§ Your assignment
Copy all lines below that use the word "bank".
### Records to use
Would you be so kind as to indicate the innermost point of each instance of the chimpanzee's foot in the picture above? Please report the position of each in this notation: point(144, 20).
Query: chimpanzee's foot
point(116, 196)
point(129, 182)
######
### Records to use
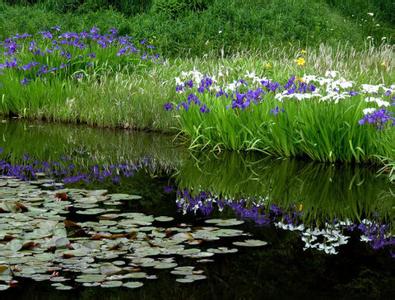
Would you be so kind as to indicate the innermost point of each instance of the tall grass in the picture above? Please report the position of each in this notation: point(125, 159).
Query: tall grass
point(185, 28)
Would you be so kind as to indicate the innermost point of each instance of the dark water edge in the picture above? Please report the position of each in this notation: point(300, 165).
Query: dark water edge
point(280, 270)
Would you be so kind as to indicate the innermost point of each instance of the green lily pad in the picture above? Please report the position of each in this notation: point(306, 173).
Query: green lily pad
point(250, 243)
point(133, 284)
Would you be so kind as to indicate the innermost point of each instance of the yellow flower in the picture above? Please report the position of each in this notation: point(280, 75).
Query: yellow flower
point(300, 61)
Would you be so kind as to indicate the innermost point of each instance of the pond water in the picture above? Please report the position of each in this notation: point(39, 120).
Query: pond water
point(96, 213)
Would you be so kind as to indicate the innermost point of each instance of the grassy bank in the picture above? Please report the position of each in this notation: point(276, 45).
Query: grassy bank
######
### Records to use
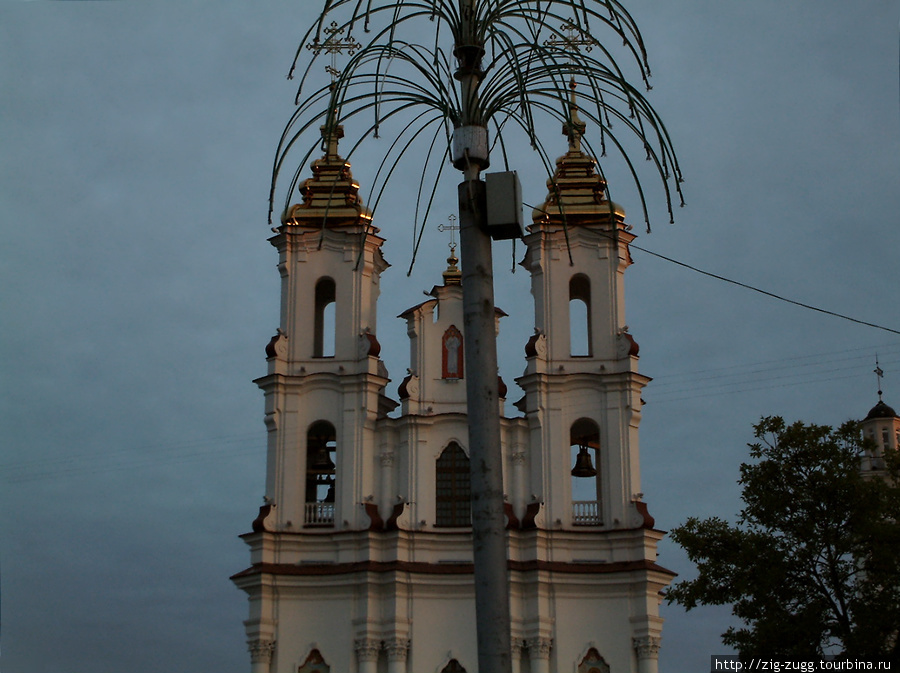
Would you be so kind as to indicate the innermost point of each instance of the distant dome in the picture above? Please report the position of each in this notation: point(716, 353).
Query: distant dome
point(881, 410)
######
§ Solution to the exercise
Would you be so kind as to indicate the innermost point of each instance of the grassy bank in the picture above? Please report the position of each in this notation: point(276, 45).
Query: grassy bank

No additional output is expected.